▶ **What to do**
A - In the Network Code text, which instruction controls whether the runtime system operates in soft or hard mode?
B - Continue the Network Code text from its last sentence.

▶ **Extract to read**
——

The Network Code language consists of just a few core instructions which control timing, data flow, and control flow. The create() instruction creates a message from data stored in a specific data buffer. The send() instruction encapsulates a message into a network packet and signals the physical layer to start transmitting. The receive() instruction stores the data of an incoming packet into a specific data buffer. The branch() instruction implements conditional jumps based on buffer values, counters, or other status information. The instruction mode() controls the mode of operation of the runtime system (soft or hard). The instructions future() and halt() implement temporal control using timers that resume execution at particular program labels at specified points in time.

For a more detailed description about the formalities, examples, tools and related publications, visit the project's page at the ESG website.

The Network Code Processor

The Network Code Processor (NCP) is the entity which executes the verified schedules at runtime. We prepared a customized version of the NCP specially targeted to enable easy integration to the datapath of the Reference Switch. The following figure shows a block diagram of the implemented architecture which is attached to each port of the switch:

In the memory space, the PROG_ROM stores the programmed schedule, and the CFG-ROM defines the specific communication buffers through an initial address and length which are mapped to locations on the Shared Data Memory. The shared data memory block stores the actual data and serves as the communication interface between the multiple ports. The original definition of the framework considers an atomic unit of 32 bits words for all the memory blocks; therefore, the program instructions are coded in 4 bytes and the length of the variables in the shared memory is multiple of 4 bytes. In the current implementation we needed to redefine the atomic unit for the data buffers to 64 bits to make them compatible with the generic datapath of the Reference Switch. This modification does not require any modification in the processor; however, a variable defined with length 2 in the CFG_ROM will read 128 bits from the data memory instead of 64.

——

▶ **Data lines**
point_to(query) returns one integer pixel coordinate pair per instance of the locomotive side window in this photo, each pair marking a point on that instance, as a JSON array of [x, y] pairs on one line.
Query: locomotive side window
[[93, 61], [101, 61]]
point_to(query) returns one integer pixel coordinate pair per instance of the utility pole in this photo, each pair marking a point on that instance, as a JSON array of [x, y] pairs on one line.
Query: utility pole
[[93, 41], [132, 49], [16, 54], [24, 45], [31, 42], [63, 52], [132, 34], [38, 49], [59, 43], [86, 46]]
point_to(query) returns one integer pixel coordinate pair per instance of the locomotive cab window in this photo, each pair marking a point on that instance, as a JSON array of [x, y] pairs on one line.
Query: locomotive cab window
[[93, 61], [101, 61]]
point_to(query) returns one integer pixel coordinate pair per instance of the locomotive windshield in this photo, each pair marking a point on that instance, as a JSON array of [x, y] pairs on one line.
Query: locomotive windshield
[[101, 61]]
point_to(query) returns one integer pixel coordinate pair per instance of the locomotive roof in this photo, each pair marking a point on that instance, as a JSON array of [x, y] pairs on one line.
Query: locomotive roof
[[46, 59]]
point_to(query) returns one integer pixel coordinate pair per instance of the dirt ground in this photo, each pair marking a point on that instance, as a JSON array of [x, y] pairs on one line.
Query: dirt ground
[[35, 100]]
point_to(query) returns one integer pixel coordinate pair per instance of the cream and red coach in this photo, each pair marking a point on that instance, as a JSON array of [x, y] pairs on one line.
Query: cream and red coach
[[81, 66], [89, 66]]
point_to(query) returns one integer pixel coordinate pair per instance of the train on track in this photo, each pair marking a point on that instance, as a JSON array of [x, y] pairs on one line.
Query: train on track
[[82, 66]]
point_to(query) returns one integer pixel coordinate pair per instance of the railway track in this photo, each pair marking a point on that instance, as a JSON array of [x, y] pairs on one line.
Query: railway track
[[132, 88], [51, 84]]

——

▶ **Answers in order**
A - The mode() instruction.

B -
The NCP features a super-scalar architecture which implements each Network Code instruction as an independent hardware unit, enabling true concurrent execution of multiple non-blocking instructions. The controller reads the instructions from the Program ROM, and processes them using a MIPS-like fetch-decode-execute approach to trigger the execution of the individual blocks. It also calculates dependencies between consecutive instructions, triggering concurrent execution whenever it is possible.

The autoreceiver block is an additional asynchronous block which parse the incoming traffic to verify the validity of the packets and store the useful information in the receive buffers, which can be later read by a receive instruction. Network Code messages are restricted to the following packet structure:

Destination MAC:

must be broadcast (FFFFFFFFFFFF).

Source MAC:

MAC address of the node sending a message.

EtherType:

Network Code frames are tagged with type 5CE0.

Datalen:

the length of the transmitted data in 64 bits words.

Channel:

logical communication channel. There is one receiver buffer for each logical channel, and the autoreceiver uses this field to store the data in the corresponding buffer.

Var ID:

the buffer ID from where the transmitted data was taken. The ID is just the address in the local CFG_ROM block that generates the frame. Used for debugging porpouses.

Telegram Counter:

keep a register of the number of transmitted messages.

Unused:

Reserved for future use.

Data:

the actual data. The atomic unit for the buffers in the shared memory is a 64 bits word. Therefore, the transmitted data must be multiple of 8 bytes.

The send instruction of the NCP automatically encapsulates the data into a valid Network Code frame. If the transmitter node is not based on the NCP, the system must include some kind of mechanism to generate the correct encapsulation. The autoreceiver block will reject any incoming message which does not complain with the previous definition.

The Network Code Switch

The following figure illustrates how we used multiple instances of the Network Code Core to implement time-triggered communication in the ports of the Ethernet switch.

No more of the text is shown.